TO DO -
Update the material below by replacing "pointer" with "locator" and leaving everything else unchanged. Omit the pictures from your answer.
== EXERCISE MATERIAL ==
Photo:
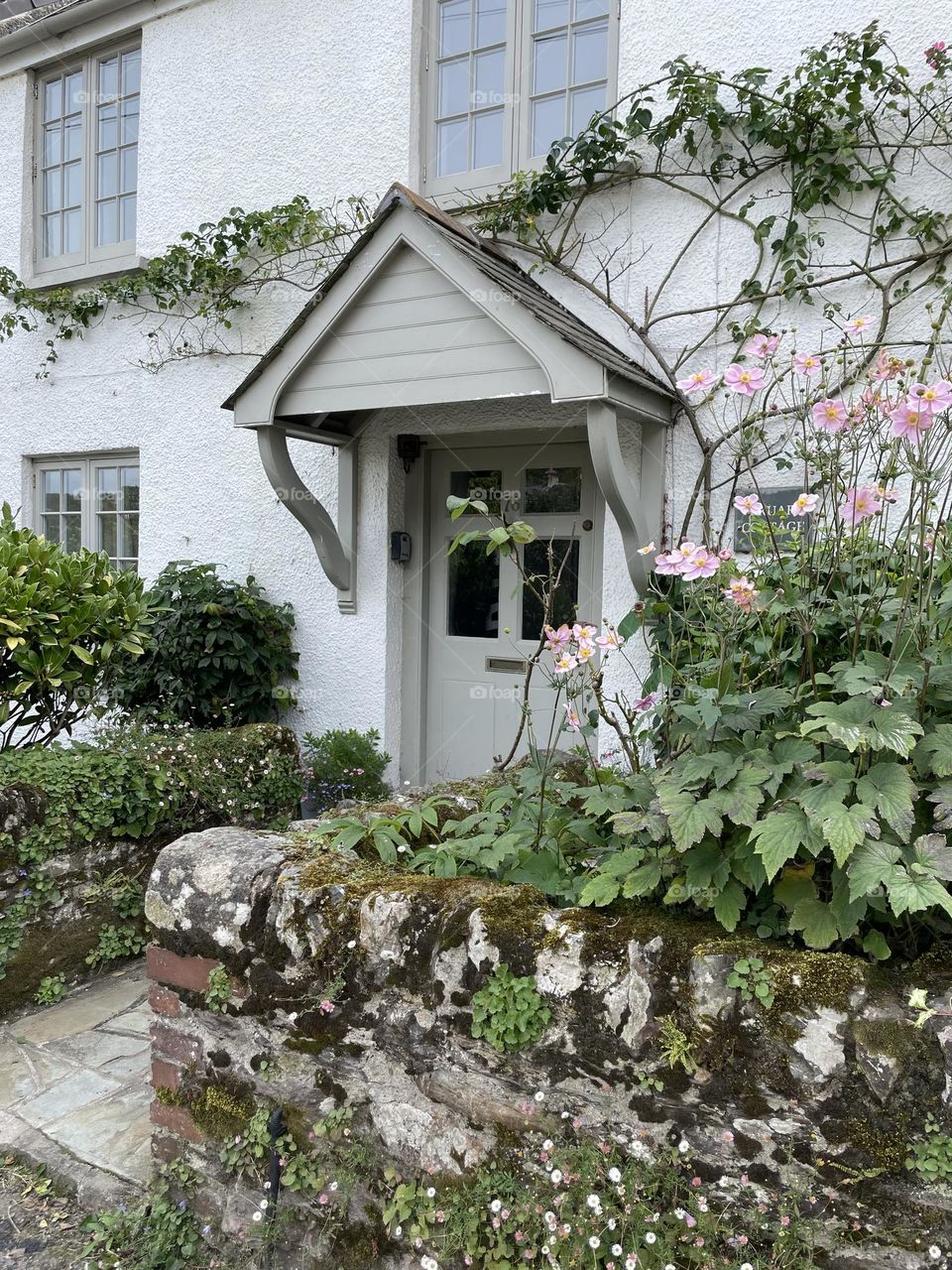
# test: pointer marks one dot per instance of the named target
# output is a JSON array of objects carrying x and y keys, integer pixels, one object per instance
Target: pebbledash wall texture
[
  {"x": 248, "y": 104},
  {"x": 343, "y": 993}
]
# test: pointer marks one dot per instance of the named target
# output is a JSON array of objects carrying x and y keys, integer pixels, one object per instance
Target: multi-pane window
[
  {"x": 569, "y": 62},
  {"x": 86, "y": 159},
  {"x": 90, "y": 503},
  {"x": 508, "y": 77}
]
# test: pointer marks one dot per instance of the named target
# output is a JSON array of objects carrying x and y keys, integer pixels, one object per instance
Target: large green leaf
===
EXERCISE ANSWER -
Photo:
# test: locator marks one dot per instance of the named target
# output is a JSON array of objects carrying x and y keys, integer pixels, one object per instance
Target: pebbledash wall texture
[
  {"x": 248, "y": 104},
  {"x": 343, "y": 993}
]
# test: locator marks one dot per instance of the named target
# output is a JSON array of objects carrying x and y keys, integer pixels, one object per instance
Target: multi-pane window
[
  {"x": 569, "y": 62},
  {"x": 86, "y": 159},
  {"x": 90, "y": 503},
  {"x": 508, "y": 77}
]
# test: locator marks one dot per instance of the named target
# output is a JSON array of objects carrying x and y keys, integer pixels, one object per instance
Target: large green leaf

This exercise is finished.